_REQUEST_
Repeat all the records exactly, omitting pictures.
═══ SOURCE MATERIAL ═══
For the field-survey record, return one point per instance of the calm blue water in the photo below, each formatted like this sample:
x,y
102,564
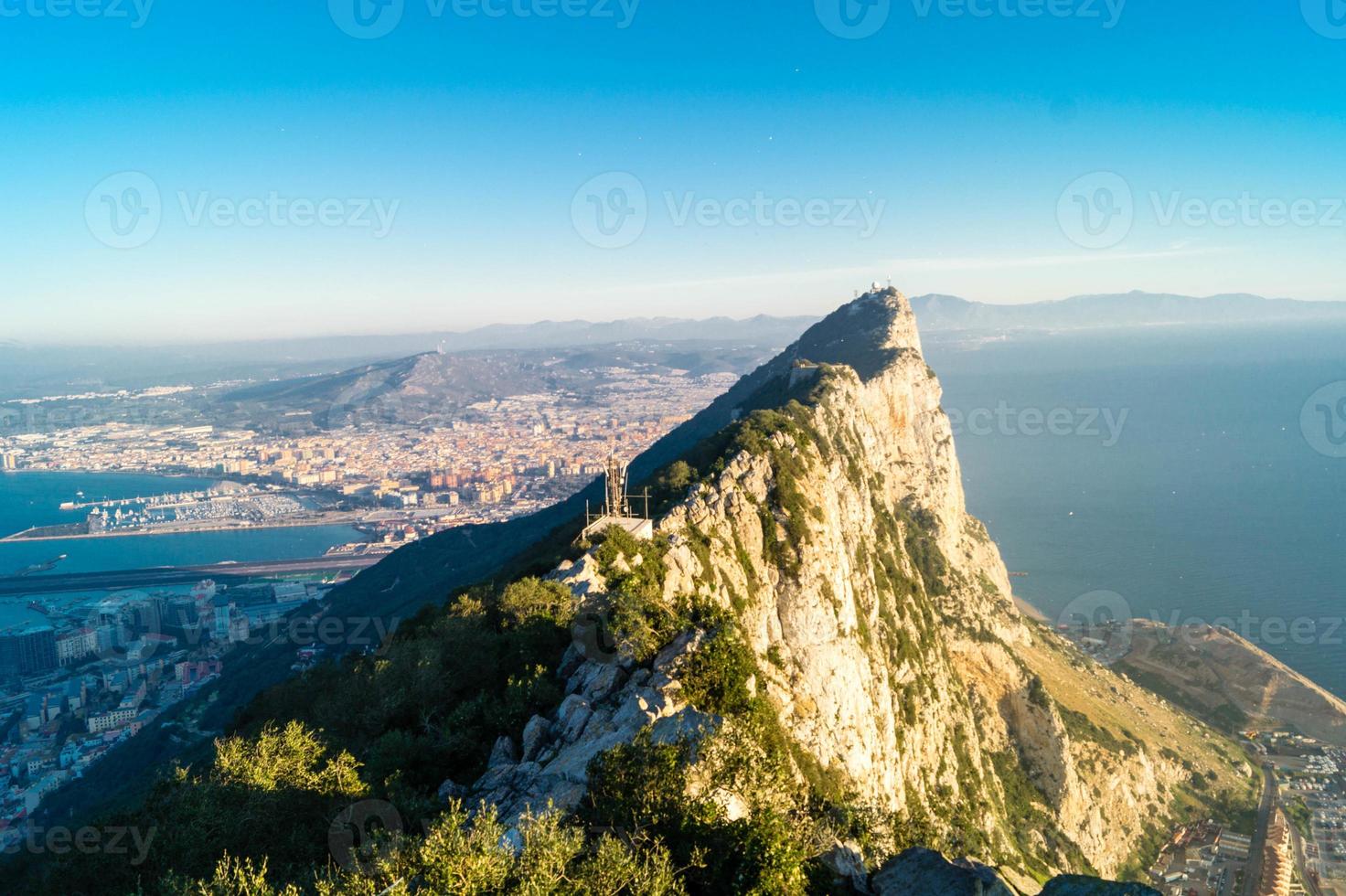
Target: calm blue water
x,y
1212,505
34,499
═══
_COMPLETE RESPONSE_
For the field-survey record, return one point per instance of the calm blue water in the photo below, each formatted like this sample:
x,y
102,564
Target: calm blue water
x,y
1212,505
34,499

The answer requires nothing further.